— GOAL —
Render every line of the items below as a JSON list of strings, one string per line, with blank lines left out.

— PROVIDED ENTRIES —
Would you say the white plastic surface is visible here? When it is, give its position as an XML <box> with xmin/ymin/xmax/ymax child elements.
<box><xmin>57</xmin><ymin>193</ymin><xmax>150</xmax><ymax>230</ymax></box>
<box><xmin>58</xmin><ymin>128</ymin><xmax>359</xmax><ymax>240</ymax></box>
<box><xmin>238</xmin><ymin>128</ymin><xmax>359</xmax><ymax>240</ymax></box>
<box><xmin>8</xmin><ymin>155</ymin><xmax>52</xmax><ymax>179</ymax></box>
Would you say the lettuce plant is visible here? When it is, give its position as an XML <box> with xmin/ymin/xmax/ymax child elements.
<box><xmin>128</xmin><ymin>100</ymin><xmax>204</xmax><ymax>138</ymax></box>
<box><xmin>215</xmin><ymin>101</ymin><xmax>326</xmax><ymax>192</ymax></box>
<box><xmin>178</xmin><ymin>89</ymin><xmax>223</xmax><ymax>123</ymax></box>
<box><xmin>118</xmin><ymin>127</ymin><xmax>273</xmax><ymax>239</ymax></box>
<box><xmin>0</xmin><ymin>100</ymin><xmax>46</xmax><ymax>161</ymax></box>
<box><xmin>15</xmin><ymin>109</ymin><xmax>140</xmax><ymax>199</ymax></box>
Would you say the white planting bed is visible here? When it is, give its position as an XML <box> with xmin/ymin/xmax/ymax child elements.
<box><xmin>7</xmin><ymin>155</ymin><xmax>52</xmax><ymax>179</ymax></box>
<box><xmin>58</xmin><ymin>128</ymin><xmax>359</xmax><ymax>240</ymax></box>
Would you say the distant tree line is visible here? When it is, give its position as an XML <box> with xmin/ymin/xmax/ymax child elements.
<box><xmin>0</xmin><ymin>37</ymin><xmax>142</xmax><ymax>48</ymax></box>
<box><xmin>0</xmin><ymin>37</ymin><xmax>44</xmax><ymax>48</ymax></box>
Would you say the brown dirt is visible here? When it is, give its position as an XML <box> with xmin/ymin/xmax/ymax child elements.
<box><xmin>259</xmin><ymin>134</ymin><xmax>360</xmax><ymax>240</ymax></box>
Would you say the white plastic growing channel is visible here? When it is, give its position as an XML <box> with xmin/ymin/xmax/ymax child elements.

— FINISHED EXERCISE —
[
  "Would you say the white plastic surface is visible here? When it is, give its position as an XML <box> with xmin/ymin/xmax/ymax child elements.",
  "<box><xmin>57</xmin><ymin>193</ymin><xmax>150</xmax><ymax>230</ymax></box>",
  "<box><xmin>58</xmin><ymin>128</ymin><xmax>359</xmax><ymax>240</ymax></box>",
  "<box><xmin>238</xmin><ymin>128</ymin><xmax>359</xmax><ymax>240</ymax></box>",
  "<box><xmin>8</xmin><ymin>155</ymin><xmax>52</xmax><ymax>179</ymax></box>",
  "Would you say the lettuce plant is visible here? When it is, give its position as an XML <box> with xmin/ymin/xmax/ymax child elements.",
  "<box><xmin>128</xmin><ymin>100</ymin><xmax>204</xmax><ymax>138</ymax></box>",
  "<box><xmin>215</xmin><ymin>101</ymin><xmax>326</xmax><ymax>192</ymax></box>",
  "<box><xmin>178</xmin><ymin>89</ymin><xmax>223</xmax><ymax>123</ymax></box>",
  "<box><xmin>118</xmin><ymin>127</ymin><xmax>273</xmax><ymax>239</ymax></box>",
  "<box><xmin>0</xmin><ymin>100</ymin><xmax>46</xmax><ymax>161</ymax></box>",
  "<box><xmin>15</xmin><ymin>109</ymin><xmax>140</xmax><ymax>199</ymax></box>",
  "Would you say the white planting bed is visible here? When it is, give its position as an XML <box> with xmin/ymin/xmax/ymax child elements.",
  "<box><xmin>7</xmin><ymin>155</ymin><xmax>52</xmax><ymax>179</ymax></box>",
  "<box><xmin>58</xmin><ymin>128</ymin><xmax>359</xmax><ymax>240</ymax></box>",
  "Would you say the distant tree line is visible here? When it is, give its position as an XML <box> with xmin/ymin/xmax/ymax child elements.",
  "<box><xmin>0</xmin><ymin>37</ymin><xmax>142</xmax><ymax>48</ymax></box>",
  "<box><xmin>0</xmin><ymin>37</ymin><xmax>44</xmax><ymax>48</ymax></box>",
  "Would you say the brown dirt is visible here? When it is, give its position as an XML <box> with xmin/ymin/xmax/ymax child elements.",
  "<box><xmin>259</xmin><ymin>134</ymin><xmax>360</xmax><ymax>240</ymax></box>",
  "Would you say the white plastic growing channel is visible here? When it is, give its position as an XML <box> with xmin/ymin/xmax/ymax child elements."
]